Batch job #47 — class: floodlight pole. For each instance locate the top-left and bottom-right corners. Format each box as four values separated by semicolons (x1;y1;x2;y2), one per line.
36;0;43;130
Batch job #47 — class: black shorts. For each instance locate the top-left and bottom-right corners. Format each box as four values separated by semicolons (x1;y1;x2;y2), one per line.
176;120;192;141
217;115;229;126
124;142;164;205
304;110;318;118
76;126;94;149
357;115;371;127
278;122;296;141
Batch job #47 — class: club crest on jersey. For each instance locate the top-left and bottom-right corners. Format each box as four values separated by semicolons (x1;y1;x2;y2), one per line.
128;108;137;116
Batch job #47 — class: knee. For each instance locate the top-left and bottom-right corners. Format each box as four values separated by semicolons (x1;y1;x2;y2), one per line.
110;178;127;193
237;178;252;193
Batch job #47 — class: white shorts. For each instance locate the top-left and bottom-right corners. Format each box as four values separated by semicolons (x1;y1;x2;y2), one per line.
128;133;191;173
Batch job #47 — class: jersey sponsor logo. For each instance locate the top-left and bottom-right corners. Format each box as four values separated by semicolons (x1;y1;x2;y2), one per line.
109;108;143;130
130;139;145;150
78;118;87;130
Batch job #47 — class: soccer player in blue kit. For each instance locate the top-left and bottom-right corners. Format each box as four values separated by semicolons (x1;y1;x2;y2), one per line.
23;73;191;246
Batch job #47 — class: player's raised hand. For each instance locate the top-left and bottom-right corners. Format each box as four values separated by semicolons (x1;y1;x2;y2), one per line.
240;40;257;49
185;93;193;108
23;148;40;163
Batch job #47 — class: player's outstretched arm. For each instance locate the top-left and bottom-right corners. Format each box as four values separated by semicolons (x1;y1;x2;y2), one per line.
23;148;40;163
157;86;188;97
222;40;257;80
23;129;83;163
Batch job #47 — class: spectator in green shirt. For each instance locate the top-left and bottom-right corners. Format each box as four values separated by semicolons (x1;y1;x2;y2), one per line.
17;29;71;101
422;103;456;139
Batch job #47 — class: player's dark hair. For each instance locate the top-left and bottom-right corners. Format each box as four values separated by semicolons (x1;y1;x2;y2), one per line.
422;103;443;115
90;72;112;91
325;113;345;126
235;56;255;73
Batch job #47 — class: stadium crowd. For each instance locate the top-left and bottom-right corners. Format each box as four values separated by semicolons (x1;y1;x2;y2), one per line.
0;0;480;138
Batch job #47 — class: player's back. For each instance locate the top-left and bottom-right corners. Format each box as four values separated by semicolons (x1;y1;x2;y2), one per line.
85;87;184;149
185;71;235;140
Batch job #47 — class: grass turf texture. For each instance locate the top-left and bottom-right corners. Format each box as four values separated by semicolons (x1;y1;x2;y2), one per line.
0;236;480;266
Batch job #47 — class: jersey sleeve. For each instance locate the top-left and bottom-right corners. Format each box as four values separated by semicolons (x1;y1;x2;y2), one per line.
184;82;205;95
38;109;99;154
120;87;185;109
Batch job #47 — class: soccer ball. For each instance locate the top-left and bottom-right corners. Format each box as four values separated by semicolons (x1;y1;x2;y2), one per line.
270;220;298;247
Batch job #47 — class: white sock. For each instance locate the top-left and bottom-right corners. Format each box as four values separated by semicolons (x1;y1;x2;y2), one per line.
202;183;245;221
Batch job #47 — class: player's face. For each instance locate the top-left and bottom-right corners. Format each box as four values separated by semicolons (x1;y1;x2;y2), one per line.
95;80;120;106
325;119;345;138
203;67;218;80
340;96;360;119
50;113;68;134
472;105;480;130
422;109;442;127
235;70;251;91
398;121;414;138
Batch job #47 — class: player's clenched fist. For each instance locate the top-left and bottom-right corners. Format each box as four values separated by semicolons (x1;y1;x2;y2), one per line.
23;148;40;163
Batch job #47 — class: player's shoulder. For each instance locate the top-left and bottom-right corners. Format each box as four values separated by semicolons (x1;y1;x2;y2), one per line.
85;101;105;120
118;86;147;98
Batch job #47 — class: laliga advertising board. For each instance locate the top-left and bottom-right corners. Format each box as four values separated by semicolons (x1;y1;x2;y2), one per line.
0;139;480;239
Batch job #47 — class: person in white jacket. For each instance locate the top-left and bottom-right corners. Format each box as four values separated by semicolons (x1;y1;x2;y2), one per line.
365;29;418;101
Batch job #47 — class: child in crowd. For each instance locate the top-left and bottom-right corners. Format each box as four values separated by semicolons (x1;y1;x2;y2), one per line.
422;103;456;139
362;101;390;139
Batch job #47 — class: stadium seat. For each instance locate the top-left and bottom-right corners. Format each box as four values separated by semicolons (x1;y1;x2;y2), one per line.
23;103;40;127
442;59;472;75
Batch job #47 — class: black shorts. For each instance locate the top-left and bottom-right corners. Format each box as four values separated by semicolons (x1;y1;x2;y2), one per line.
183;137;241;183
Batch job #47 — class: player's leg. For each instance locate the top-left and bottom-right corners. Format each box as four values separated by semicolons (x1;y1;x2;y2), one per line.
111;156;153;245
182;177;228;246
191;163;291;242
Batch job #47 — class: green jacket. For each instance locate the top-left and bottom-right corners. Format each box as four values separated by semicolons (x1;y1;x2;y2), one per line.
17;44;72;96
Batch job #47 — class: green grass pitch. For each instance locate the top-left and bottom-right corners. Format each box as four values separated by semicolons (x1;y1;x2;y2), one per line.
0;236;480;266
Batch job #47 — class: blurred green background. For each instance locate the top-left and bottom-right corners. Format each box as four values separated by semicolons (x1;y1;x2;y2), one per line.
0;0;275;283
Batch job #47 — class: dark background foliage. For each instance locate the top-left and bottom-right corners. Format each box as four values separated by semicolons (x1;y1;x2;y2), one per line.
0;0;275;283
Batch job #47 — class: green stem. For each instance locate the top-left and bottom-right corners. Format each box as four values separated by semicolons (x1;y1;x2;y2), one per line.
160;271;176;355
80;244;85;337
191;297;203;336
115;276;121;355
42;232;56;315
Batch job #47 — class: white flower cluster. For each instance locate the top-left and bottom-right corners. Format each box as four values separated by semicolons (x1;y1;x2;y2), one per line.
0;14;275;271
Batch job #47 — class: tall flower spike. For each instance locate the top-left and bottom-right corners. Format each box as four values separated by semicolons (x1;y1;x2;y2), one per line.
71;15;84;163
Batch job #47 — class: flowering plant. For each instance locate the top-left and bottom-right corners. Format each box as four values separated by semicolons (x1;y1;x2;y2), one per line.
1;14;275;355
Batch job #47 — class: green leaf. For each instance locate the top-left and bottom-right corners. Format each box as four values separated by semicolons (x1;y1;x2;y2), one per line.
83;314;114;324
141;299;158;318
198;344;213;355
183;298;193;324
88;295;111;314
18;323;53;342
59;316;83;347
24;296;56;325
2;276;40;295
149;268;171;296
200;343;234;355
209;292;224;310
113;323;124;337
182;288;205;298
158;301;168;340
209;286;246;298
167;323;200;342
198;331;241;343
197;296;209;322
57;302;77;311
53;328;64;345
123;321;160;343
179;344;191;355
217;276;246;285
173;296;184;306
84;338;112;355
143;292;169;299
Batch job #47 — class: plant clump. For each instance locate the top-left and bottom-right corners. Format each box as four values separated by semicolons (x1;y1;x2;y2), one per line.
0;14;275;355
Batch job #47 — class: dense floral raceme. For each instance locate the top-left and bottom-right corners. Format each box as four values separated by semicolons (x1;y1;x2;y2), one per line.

-*-*-

(Direction)
Copy the whole listing above line by line, without changing a single character.

(Result)
Batch job #47 — class: floodlight pole. For each instance locate the top-left and bottom-right corners. Format each box as four values separated by semicolons (x1;y1;x2;y2), one per line.
36;0;43;130
Batch job #47 — class: black shorts. For each instance locate the top-left and bottom-right corners. Format each box as four values separated by semicolons (x1;y1;x2;y2), one per line.
176;120;192;141
217;115;229;126
124;142;164;205
304;110;318;118
76;126;94;149
357;115;371;127
278;122;296;141
Batch job #47 — class: club crest on jersey. For each instance locate the top-left and bottom-right corners. Format each box as four values separated by semicolons (x1;y1;x2;y2), one per line.
128;108;137;116
Batch job #47 — class: knee. For each instance locate the top-left and bottom-right corners. Format each box as four values separated by semicolons (x1;y1;x2;y2), one per line.
110;178;127;193
237;178;252;193
Batch job #47 — class: white shorts. For each instance locate the top-left and bottom-right corners. Format each box as four values separated by semicolons (x1;y1;x2;y2), one per line.
128;133;191;173
Batch job #47 — class: jersey sponsor logo. For each instance locate the top-left and bottom-right corners. Format each box as four values separated by semicolons (x1;y1;x2;y2), one per line.
109;108;143;130
130;139;145;150
78;118;87;130
Batch job #47 — class: soccer player in blue kit. For each instance locate the top-left and bottom-right corners. Format each box as four values separated by semicolons (x1;y1;x2;y2), one per line.
23;73;191;246
Batch job #47 — class: player's raised hand. For each instance locate the top-left and bottom-right corners. Format each box as four values separated by semicolons (x1;y1;x2;y2), one per line.
240;40;257;49
185;93;193;108
23;148;40;163
Batch job #47 — class: player's outstretched arm. For each instance locate the top-left and bottom-right corners. Format each box as four values separated by semicolons (x1;y1;x2;y2), one per line.
23;148;40;163
157;86;188;97
222;40;257;80
23;129;83;163
Batch job #47 — class: spectator in green shirt. For each instance locate the top-left and bottom-right corners. Format each box as four values separated by semicolons (x1;y1;x2;y2), one per line.
17;29;71;101
422;103;456;139
Batch job #47 — class: player's dark hair. For each instance locate the top-left and bottom-right corners. Format each box as four values separated by semicolons (x1;y1;x2;y2), one per line.
422;103;443;115
90;72;112;91
325;113;345;126
235;56;255;73
Batch job #47 — class: stadium crowd. For each instance locate the top-left and bottom-right corners. Format each box as four values separated by semicolons (x1;y1;x2;y2), one per line.
0;0;480;138
Batch job #47 — class: player's back. For each instance locate the top-left and bottom-right corners. Format each box as four values separated by semicolons (x1;y1;x2;y2), one per line.
85;87;184;149
185;71;235;140
Batch job #47 — class: grass turf texture. For each instance locate the top-left and bottom-right corners. Format each box as four values separated by semicolons (x1;y1;x2;y2), one per line.
0;236;480;266
Batch job #47 — class: jersey sleeve. For each instance locate the top-left and bottom-right corners. Format each box as four values separated by semicolons (x1;y1;x2;y2), one per line.
184;82;205;95
38;109;99;154
120;87;185;109
Batch job #47 — class: soccer ball. For each instance locate the top-left and bottom-right corners. Format each box as four values separated by semicolons (x1;y1;x2;y2), one per line.
270;220;298;247
Batch job #47 — class: white sock. For each instance locate the top-left and bottom-right corners. Format each box as four values separated by semicolons (x1;y1;x2;y2), one per line.
202;183;245;221
Batch job #47 — class: player's face. For each instance locate the top-left and bottom-right corners. Format each box as four values separated by semicolons (x1;y1;x2;y2), one per line.
95;80;120;106
325;119;345;138
203;67;218;80
340;96;360;119
50;113;68;134
472;105;480;130
422;109;442;127
235;70;251;91
398;121;414;138
Batch job #47 — class: player's clenched fist. For each instance locate the top-left and bottom-right corners. Format each box as four values separated by semicolons (x1;y1;x2;y2), one per line.
23;148;40;163
Batch job #47 — class: player's shoulder. For each instance locate the top-left and bottom-right corners. Format each box as four values separated by semicolons (x1;y1;x2;y2), one per line.
85;101;105;120
118;86;147;98
Batch job #47 — class: laliga advertising board. For each instance locate the top-left and bottom-right corners. Format each box as four values separated by semicolons (x1;y1;x2;y2), one per line.
0;139;480;239
Batch job #47 — class: person in white jacket. For each instance locate the top-left and bottom-right corners. Format each box as four values separated by semicolons (x1;y1;x2;y2), one per line.
365;29;418;101
Batch job #47 — class: child in crowd. For each instance locate the top-left and bottom-right corners. Format each box as four values separated by semicolons (x1;y1;x2;y2), one per line.
422;103;456;139
362;101;390;139
Batch job #47 — class: stadium seat. For each instance locate the top-left and bottom-right corners. Format each box as four values separated by semicolons (x1;y1;x2;y2), one per line.
23;103;40;127
442;59;472;75
Batch job #47 — class: black shorts. For each instance locate the top-left and bottom-right corners. Format each box as four values separated by semicolons (x1;y1;x2;y2), one per line.
183;137;241;183
Batch job #47 — class: player's leg. For each instance locate the top-left and bottom-right corners. Format each box as four values separated by semicolons (x1;y1;x2;y2), one per line.
111;156;153;245
182;177;228;246
191;163;291;242
Batch job #47 — class: green jacket. For each instance locate the top-left and bottom-right corners. Format each box as four values separated by semicolons (x1;y1;x2;y2), one per line.
17;44;72;96
Batch job #47 — class: green grass pitch. For each instance locate the top-left and bottom-right corners. Format each box as four values separated by semicolons (x1;y1;x2;y2), one per line.
0;236;480;266
Batch job #47 — class: blurred green background. For each instance locate the top-left and bottom-right corners. Format each box as four values separated by semicolons (x1;y1;x2;y2), one per line.
0;0;275;283
Batch job #47 — class: dark background foliage. For each instance locate the top-left and bottom-right corners. Format each box as four values separated by semicolons (x1;y1;x2;y2), one per line.
0;0;275;283
Batch job #47 — class: green stem. For each instance locate the top-left and bottom-right corners. Format each box as four values separated by semicolons (x1;y1;x2;y2), one per line.
160;271;176;355
80;244;85;337
191;297;203;336
115;276;121;355
42;232;56;315
Batch job #47 — class: white flower cluster. For each instance locate the top-left and bottom-right corners. Format each box as four values separated by semicolons (x1;y1;x2;y2), one per line.
0;14;275;271
Batch job #47 — class: tall flower spike. For each instance locate the top-left and bottom-right corners. Format each box as four values separated by semicolons (x1;y1;x2;y2), one per line.
71;15;84;163
Batch job #47 — class: flowering plant. For each instance locate the top-left and bottom-right corners. Format each box as four values separated by semicolons (x1;y1;x2;y2), one per line.
1;14;275;355
Batch job #47 — class: green leaf. For each instance locate the top-left and bottom-right corners. Format each box as four values separated by semicolons (x1;y1;x2;y2), one per line.
83;314;114;324
141;299;158;318
198;344;213;355
183;298;193;324
88;295;111;314
18;323;53;342
59;316;83;347
24;296;56;325
2;276;40;295
149;268;171;296
200;343;234;355
209;292;224;310
113;323;124;337
182;288;205;298
158;301;168;340
209;286;246;298
167;323;200;342
198;331;241;343
197;296;209;322
57;302;77;311
53;328;64;345
123;321;160;343
179;344;191;355
217;276;246;285
173;296;184;306
84;338;112;355
143;292;169;299
Batch job #47 — class: plant clump. For each instance locate the top-left and bottom-right corners. Format each box as four values separated by semicolons (x1;y1;x2;y2), one per line.
0;14;275;355
Batch job #47 — class: dense floral raceme. For each instance locate the top-left and bottom-right corners. Format each box as four values separated by semicolons (x1;y1;x2;y2), one per line.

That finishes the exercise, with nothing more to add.